▶ [DATA ROWS]:
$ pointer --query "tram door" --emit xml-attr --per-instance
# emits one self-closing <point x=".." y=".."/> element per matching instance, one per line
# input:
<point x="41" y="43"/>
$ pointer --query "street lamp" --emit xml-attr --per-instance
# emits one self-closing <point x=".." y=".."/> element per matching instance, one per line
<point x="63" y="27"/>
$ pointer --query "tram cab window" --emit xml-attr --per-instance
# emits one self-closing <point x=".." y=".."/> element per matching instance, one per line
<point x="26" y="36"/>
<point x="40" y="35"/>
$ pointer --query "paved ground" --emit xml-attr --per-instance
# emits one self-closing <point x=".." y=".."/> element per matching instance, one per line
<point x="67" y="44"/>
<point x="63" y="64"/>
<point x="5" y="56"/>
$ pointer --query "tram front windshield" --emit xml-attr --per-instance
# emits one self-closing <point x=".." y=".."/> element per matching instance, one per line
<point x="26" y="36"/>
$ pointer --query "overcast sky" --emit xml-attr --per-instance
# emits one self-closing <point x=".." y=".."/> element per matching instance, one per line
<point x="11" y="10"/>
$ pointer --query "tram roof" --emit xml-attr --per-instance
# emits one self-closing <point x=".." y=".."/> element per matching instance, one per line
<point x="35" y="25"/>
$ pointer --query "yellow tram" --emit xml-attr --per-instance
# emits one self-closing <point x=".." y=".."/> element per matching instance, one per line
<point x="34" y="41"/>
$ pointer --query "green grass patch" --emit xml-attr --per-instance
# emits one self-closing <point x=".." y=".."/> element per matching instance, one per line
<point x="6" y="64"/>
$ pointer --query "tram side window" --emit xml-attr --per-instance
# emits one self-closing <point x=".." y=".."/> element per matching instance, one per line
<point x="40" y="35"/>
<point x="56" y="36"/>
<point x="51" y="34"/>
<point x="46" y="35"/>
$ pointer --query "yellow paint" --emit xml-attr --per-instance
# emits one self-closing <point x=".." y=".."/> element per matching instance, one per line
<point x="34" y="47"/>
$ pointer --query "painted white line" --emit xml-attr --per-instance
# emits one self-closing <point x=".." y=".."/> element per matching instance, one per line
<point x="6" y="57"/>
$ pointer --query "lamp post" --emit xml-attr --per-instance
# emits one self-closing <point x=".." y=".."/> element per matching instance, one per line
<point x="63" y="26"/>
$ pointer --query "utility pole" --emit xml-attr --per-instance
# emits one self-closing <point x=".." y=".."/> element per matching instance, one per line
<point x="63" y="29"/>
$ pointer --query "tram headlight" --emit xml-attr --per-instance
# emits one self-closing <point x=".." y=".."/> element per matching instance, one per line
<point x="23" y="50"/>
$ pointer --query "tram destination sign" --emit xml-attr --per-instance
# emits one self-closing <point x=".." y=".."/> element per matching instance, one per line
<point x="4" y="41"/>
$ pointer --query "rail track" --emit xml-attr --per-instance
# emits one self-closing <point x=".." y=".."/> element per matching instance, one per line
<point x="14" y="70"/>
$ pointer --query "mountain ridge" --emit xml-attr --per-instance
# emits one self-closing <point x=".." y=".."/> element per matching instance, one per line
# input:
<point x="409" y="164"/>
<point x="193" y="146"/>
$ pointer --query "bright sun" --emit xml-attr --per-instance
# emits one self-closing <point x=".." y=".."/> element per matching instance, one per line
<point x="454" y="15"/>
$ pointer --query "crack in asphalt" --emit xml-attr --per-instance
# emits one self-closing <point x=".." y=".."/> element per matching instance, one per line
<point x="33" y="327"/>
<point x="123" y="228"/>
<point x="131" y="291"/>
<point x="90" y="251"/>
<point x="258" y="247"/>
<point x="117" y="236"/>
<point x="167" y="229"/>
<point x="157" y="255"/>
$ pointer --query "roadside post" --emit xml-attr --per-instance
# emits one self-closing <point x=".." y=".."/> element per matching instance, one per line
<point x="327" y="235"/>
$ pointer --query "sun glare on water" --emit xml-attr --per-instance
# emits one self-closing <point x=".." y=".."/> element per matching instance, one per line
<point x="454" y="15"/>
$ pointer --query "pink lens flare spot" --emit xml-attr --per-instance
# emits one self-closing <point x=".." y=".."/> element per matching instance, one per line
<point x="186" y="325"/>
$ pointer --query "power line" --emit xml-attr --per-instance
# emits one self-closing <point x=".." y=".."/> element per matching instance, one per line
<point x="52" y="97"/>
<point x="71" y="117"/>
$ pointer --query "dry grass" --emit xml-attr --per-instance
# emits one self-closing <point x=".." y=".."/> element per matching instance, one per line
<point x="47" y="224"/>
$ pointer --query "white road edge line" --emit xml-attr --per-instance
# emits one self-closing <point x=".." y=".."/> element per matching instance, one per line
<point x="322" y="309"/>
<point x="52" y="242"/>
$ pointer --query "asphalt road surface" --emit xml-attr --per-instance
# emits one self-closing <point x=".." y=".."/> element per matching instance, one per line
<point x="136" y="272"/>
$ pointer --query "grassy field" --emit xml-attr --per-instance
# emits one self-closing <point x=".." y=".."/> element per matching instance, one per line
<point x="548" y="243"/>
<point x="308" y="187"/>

▶ [WORK REQUIRED]:
Which lines in the listing above contain the string "white"? Copy out each of them in full, matching case exactly.

▶ [RESULT OF THIS TASK]:
$ pointer --query "painted white line" --emit xml-attr --per-instance
$ pointer --query "white road edge line" --emit xml-attr --per-instance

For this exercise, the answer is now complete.